Moreover, the general theological outlook of the scholar can determine which new theological developments in the rise of apocalyptic he selects as the really significant ones. An older generation of scholars regarded the development of Jewish belief in life after death as a major landmark in the history of revelation, and so, however unsympathetic they may have been to other aspects of apocalyptic, this feature alone guaranteed the positive importance of apocalyptic. Recent scholarship in this area has paid remarkably little attention to this central apocalyptic belief, so that von Rad barely mentions it, and Hanson can argue that apocalyptic eschatology was in all essentials already developed before the introduction of a doctrine of immortality or resurrection.

Almost all modern attempts either to denigrate or to rehabilitate apocalyptic focus on its attitude to history. So discussion of Wolfhart Pannenberg’s evaluation of apocalyptic in his systematic theology has centred on whether he is correct in supposing that apocalyptic gave real significance to universal history as the sphere of God’s self-revelation.54

To a large extent recent discussion has rightly concentrated on the apocalyptic view of history in relation to eschatology, since this takes us to the heart of the problem. The real issue is whether theology may seek the ultimate meaning of human life and the ultimate achievement of God’s purpose beyond the history of this world. For many modern scholars, pre-exilic prophecy is the OT theological norm partly because it did not do this, while apocalyptic is a serious decline from the norm, even a relapse into paganism, because it did. Thus for Hanson the transcendent eschatology of apocalyptic prophecy is ‘myth’ not merely in the literary sense (which is undeniable) but in a sense akin to Bultmann’s. In their literal expectation that Yahweh was going to establish his kingdom by direct personal intervention rather than human agency, and in a way which involved radical transformation of this world beyond the possibilities of ordinary history, the disciples of Second Isaiah were mistaken. Such language of divine intervention and cosmic transformation could only be valid as a mythical way of illuminating the possibilities of ordinary history. So when the apocalyptists did not translate it into pragmatic political policies but took it to mean that ordinary history would really be transcended with the arrival of salvation, they were engaged in an illusory flight from the real world of history into the timeless realm of myth.

For the Christian the validity of transcendent eschatology is in the last resort a problem of NT theology. While the apocalyptic hope was certainly modified by the historical event of Jesus Christ, the NT interprets this event as presupposing and even endorsing a transcendent eschatology of divine intervention, cosmic transformation and the transcendence of death. The final achievement of God’s purposes and the ultimate fulfilment of humanity in Christ really do lie beyond the possibilities of this world of sin and suffering and death, in a new creation such as apocalyptic prophecy first began to hope for on the strength of the promises of God. Of course the new creation is the transformation of this world—this distinguishes Christian eschatology from the cosmological dualism of Gnosticism—but it transcends the possibilities of ordinary history. So it seems that a serious commitment to the NT revelation requires us to see apocalyptic eschatology as essentially a theological advance in which God’s promises through the prophets were stirring his people to hope for a greater salvation than their forefathers had guessed. This must be the broad context for our evaluation of apocalyptic.

Records provided –
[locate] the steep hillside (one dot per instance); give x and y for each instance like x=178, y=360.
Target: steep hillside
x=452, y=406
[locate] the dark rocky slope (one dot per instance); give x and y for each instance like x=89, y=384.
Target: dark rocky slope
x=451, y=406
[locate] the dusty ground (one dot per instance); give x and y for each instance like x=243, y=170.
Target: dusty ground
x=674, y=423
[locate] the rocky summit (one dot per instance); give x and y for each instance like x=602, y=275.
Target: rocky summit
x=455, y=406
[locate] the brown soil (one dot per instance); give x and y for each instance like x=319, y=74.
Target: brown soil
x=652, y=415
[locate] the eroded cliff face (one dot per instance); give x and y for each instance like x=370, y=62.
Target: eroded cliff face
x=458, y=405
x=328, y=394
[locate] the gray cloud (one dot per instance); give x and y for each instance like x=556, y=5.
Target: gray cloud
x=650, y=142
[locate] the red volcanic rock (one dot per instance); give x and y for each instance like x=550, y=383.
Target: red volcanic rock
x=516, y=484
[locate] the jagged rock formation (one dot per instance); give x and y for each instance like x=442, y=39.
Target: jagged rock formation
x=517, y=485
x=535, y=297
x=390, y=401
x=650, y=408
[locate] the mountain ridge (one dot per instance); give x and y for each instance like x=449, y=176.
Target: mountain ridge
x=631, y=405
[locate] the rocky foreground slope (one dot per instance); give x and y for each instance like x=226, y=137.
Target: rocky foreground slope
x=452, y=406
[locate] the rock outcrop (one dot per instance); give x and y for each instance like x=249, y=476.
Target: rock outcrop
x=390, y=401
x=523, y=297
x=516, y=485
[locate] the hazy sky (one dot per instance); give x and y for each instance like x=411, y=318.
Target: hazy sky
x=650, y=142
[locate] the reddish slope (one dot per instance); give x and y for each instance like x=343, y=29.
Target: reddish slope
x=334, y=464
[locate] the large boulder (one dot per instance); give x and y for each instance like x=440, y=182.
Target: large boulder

The problem – Transcribe the passage of the excerpt on apocalyptic that opens with the words containing "Moreover, the general" and closes with "immortality or resurrection.".

Full response –
Moreover, the general theological outlook of the scholar can determine which new theological developments in the rise of apocalyptic he selects as the really significant ones. An older generation of scholars regarded the development of Jewish belief in life after death as a major landmark in the history of revelation, and so, however unsympathetic they may have been to other aspects of apocalyptic, this feature alone guaranteed the positive importance of apocalyptic. Recent scholarship in this area has paid remarkably little attention to this central apocalyptic belief, so that von Rad barely mentions it, and Hanson can argue that apocalyptic eschatology was in all essentials already developed before the introduction of a doctrine of immortality or resurrection.